> [Page excerpt]
◇ ◇ ◇ ◇ ◇
DBS reported a record net profit of S$6.8 billion for its fiscal year 2021 (FY2021) as it deftly navigated the challenges by growing its loan book and registering higher fee income.
At the same time, the group increased its quarterly dividend to S$0.36 per share, up from S$0.33 in the previous quarter.
Annualised dividend now stands at S$1.44, giving its shares a forward dividend yield of around 4%.
Aside from this healthy yield, the bank is also targeting to continue its growth momentum.
It recently acquired the Taiwan consumer banking division of Citigroup (NYSE: C) in a S$2.2 billion transaction.
And with interest rates poised to rise in the coming months, DBS should also enjoy higher net interest income.
iFAST Corporation Limited (SGX: AIY)
iFAST is a financial technology company that runs a platform for the buying and selling of securities such as unit trusts, equities, and bonds.
The group has reported healthy growth over the last year as it enjoyed an influx of client funds, pushing its assets under administration to a record S$19 billion as of 31 December 2021, up 31.5% year on year.
Revenue for FY2021 climbed 27.2% year on year to S$216.2 million while net profit surged by 44.8% year on year to S$30.6 million.
In line with the strong results, iFAST will pay out a total dividend of S$0.048 for FY2021, 45.5% above the S$0.033 it paid out the year before.
Shares of iFAST are yielding around 0.8%.
The fintech company has ambitious growth plans that were revealed in its five-year plan last year.
◇ ◇ ◇ ◇ ◇
> [Request A]
Answer these questions using the excerpt on DBS and iFAST:
(i) To what amount per share did DBS raise its quarterly dividend?
(ii) What were iFAST's assets under administration as of 31 December 2021?
(iii) What was iFAST's revenue for FY2021?
> [Request B]
Reproduce a passage from the excerpt on DBS and iFAST word for word, beginning at the words "DBS reported a" and stopping after "S$2.2 billion transaction.".
The records after this point are separate material, unrelated to the excerpt on DBS and iFAST.

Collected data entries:
◇ ◇ ◇ ◇ ◇
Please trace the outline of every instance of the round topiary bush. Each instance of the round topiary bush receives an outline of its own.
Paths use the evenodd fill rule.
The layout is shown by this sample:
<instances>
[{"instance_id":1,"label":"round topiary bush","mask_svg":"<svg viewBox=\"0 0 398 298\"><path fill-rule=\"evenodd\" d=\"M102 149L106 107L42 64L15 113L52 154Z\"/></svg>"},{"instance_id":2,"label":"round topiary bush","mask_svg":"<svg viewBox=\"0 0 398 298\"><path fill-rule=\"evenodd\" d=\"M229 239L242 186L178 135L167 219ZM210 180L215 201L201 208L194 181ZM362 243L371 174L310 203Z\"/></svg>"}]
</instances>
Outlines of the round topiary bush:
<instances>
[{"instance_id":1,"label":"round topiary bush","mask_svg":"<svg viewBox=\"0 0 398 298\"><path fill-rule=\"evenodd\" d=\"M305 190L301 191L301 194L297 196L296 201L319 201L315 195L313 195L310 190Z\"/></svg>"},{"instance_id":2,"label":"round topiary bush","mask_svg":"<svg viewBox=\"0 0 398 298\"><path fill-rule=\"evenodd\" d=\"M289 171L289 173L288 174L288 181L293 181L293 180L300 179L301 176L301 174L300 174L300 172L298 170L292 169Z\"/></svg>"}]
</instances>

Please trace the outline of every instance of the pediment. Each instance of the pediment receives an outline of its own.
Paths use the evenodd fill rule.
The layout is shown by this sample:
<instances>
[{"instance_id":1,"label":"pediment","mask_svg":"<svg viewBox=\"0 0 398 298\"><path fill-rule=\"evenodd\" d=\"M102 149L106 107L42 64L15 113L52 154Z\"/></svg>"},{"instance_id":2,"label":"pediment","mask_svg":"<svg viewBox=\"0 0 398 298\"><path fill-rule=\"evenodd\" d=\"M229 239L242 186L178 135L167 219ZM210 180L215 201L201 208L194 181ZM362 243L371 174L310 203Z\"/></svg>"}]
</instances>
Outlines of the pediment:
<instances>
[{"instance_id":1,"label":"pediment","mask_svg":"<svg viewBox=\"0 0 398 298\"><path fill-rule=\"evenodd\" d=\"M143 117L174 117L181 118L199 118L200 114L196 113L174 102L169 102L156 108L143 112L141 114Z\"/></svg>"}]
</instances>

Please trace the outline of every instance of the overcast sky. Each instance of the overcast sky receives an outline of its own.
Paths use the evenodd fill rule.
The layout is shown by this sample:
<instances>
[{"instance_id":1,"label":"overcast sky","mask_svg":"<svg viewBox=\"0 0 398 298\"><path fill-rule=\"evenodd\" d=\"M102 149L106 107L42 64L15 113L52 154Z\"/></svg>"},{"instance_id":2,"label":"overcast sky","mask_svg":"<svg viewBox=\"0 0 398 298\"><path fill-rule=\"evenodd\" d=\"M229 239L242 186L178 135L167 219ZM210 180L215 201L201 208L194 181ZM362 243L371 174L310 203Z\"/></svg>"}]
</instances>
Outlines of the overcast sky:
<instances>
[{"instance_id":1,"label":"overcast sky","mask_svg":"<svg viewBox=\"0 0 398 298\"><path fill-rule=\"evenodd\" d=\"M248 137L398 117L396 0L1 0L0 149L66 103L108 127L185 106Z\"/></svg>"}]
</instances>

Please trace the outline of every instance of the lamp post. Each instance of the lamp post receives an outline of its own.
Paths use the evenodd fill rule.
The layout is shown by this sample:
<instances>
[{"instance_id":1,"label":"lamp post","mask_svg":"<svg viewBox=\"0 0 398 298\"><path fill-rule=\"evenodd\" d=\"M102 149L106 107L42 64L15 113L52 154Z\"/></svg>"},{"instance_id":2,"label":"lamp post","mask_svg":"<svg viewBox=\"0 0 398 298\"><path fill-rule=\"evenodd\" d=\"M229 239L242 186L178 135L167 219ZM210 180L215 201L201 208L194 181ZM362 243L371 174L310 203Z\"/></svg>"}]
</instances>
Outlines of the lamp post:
◇ ◇ ◇ ◇ ◇
> [Correct output A]
(i) S$0.36 per share
(ii) S$19 billion
(iii) S$216.2 million

> [Correct output B]
DBS reported a record net profit of S$6.8 billion for its fiscal year 2021 (FY2021) as it deftly navigated the challenges by growing its loan book and registering higher fee income.
At the same time, the group increased its quarterly dividend to S$0.36 per share, up from S$0.33 in the previous quarter.
Annualised dividend now stands at S$1.44, giving its shares a forward dividend yield of around 4%.
Aside from this healthy yield, the bank is also targeting to continue its growth momentum.
It recently acquired the Taiwan consumer banking division of Citigroup (NYSE: C) in a S$2.2 billion transaction.